YOUR GOAL: The data needs to be returned in full, exactly as it reads.

SUPPLIED DATA:

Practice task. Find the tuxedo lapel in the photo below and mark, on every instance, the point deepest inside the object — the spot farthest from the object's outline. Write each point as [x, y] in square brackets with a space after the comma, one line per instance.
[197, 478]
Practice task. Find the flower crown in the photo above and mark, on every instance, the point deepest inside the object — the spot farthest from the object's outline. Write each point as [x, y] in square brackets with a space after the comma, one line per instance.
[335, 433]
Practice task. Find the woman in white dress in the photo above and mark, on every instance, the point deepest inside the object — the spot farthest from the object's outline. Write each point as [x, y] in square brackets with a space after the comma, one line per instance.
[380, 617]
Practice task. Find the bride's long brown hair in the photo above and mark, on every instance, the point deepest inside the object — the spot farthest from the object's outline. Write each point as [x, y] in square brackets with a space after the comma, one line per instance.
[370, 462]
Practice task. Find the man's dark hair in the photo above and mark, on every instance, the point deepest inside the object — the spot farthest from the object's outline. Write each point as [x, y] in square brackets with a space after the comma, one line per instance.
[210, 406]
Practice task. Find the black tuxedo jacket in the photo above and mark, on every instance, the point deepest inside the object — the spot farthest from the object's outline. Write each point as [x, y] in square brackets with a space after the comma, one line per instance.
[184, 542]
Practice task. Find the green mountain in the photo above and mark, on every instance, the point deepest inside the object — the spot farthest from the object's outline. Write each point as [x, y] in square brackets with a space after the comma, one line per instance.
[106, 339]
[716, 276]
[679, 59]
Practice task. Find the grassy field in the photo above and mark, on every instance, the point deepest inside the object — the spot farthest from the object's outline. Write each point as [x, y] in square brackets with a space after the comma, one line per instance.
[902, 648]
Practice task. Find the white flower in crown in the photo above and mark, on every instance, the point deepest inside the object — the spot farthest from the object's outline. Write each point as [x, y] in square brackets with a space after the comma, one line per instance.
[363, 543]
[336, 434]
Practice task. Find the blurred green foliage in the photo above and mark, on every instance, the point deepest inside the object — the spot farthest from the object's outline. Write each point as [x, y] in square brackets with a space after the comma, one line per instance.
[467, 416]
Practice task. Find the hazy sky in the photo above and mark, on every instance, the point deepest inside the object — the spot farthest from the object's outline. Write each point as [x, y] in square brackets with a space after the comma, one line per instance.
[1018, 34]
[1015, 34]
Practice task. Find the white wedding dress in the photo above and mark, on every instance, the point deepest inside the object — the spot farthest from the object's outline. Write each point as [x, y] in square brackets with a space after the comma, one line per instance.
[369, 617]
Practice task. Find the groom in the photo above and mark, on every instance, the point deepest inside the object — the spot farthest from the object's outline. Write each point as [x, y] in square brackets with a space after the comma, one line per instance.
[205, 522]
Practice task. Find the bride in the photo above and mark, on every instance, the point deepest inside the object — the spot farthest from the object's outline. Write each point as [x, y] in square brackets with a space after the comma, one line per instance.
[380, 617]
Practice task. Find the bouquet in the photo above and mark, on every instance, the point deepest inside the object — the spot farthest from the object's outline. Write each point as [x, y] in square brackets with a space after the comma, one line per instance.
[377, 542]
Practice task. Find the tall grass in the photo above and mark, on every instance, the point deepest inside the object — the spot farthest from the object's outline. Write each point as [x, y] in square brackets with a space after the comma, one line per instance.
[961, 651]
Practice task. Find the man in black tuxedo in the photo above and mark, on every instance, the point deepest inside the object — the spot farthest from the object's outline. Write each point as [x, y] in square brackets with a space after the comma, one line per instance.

ANSWER TO THE PROBLEM:
Practice task. Find the tuxedo lapel in the photo below and mark, on every instance, the point deepest inside the object — the spot farthest from the object's outline. Write each point as [x, y] in square brackets with a space after the comma, one line per instance.
[197, 478]
Practice task. Find the flower crown in the photo above and mark, on every instance, the point deepest inside the object — the spot farthest from the object's outline. Write each point as [x, y] in square brackets with a space after the comma, one line per instance.
[335, 433]
Practice task. Find the woman in white dress in the photo above and mark, on every instance, the point deepest inside the object — the spot farthest from the object's outline. Write each point as [x, y] in square brackets with a space after the comma, one line per instance.
[380, 617]
Practice task. Find the bride's long brown hair in the photo above and mark, on every instance, the point deepest inside the object — the spot farthest from the object's outline. Write each point as [x, y] in square brackets with a space after the comma, one line per instance.
[370, 462]
Practice task. Find the man's dark hair in the photo above and mark, on every instance, the point deepest inside the object — the spot farthest from the object's outline. Write each point as [x, y] in square brackets with a space after the comma, one line per instance.
[210, 406]
Practice task. Find the black tuxedo jacket in the photo above and mark, on every instance, the point deepest inside the object — the spot farthest from the object's outline. Write each point as [x, y] in square brackets with a space after the comma, one line per instance.
[184, 542]
Practice task. Find the green mountain in the photo above and mark, on every instance, the point deepest inside the object — the spot farthest from the object's outline. Write each point as [x, y] in square brackets with a space after the comma, one line per instance.
[106, 339]
[716, 276]
[679, 59]
Practice task. Find the grassy field in the photo above and mark, on every instance, the point deepest inside the object — the spot farthest from the object's outline. Write each point as [x, y] in square brackets with a space after the comma, one line per instance.
[902, 648]
Practice task. Find the white flower in crown in the photo above and mark, on every instance, the point deepest inside the object — the spot farthest from the object's outline. Write each point as [x, y] in square brackets with a space after the comma, one line per instance.
[363, 543]
[336, 434]
Practice task. Find the blurred green foliage in the photo above and mark, on every instance, the point deepest inside the object — the spot farthest from the object's outline. Write each point as [x, y] in square brackets with a space after the comma, one line per instance.
[467, 416]
Practice task. Find the hazy sky in the photo above and mark, on every instance, the point deepest inside the object — the spot farthest from the object's outline. Write each point as [x, y] in square brackets with a space after the comma, one line per instance.
[1018, 34]
[1015, 34]
Practice task. Find the white wedding dress in the photo above and mark, on every instance, the point deepest inside the object — the spot farthest from the object's outline. Write each point as [x, y] in square brackets with a space after the comma, one line per instance.
[369, 617]
Practice task. Find the groom in the photo above and mark, on every instance, the point deepest inside the object — the spot farthest from the object's outline. Write each point as [x, y] in square brackets with a space after the comma, one line per instance.
[205, 522]
Practice task. Find the bride in the photo above and mark, on every instance, the point deepest inside the object — the spot farthest from the object's outline. Write each point as [x, y] in square brackets with a space after the comma, one line per instance.
[380, 617]
Practice task. Find the bouquet in the photo above and mark, on every instance, the point deepest inside the object — the spot farthest from the object's outline. Write each point as [x, y] in square brackets with a space after the comma, one line per instance.
[377, 542]
Practice task. Find the tall grass in the photo above and mark, on every instance, the point deepest inside the object — the spot farthest from the object's outline. Write each point as [x, y] in square brackets with a space after the comma, one line per instance.
[961, 651]
Practice task. Find the man in black tuxedo in the photo above and mark, on every instance, the point deepest inside the object — the spot farthest from the object's outline. Write each point as [x, y] in square brackets with a space after the comma, one line per instance.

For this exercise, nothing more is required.